What needs to be done: Extract each line of the following listing that contains the string "below". Case counts.

Provided material:
-=-=-

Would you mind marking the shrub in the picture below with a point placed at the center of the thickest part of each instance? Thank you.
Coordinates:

-=-=-

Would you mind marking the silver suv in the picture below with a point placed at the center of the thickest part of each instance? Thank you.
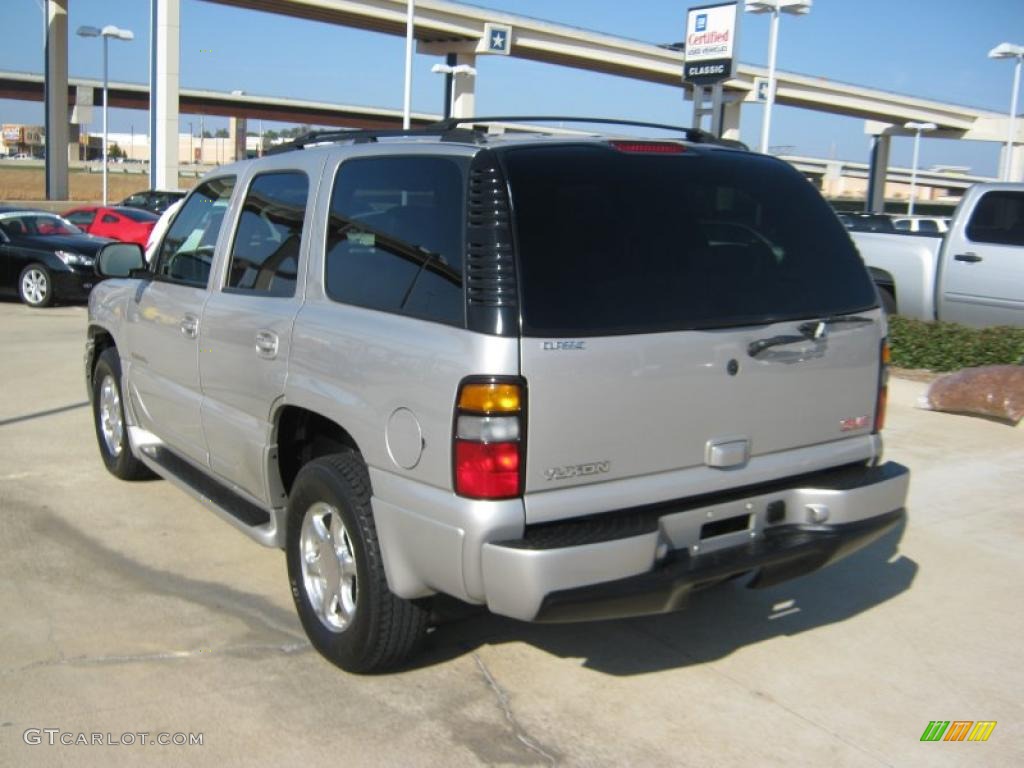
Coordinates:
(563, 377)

-=-=-

Task result:
Would you mind marking the shrub in the picture below with a point placed at the center of the thickest part of each instance? Thank you.
Would you mind marking the silver suv in the picture below with a point placed at the center of the thickest part of each instance? Thank you.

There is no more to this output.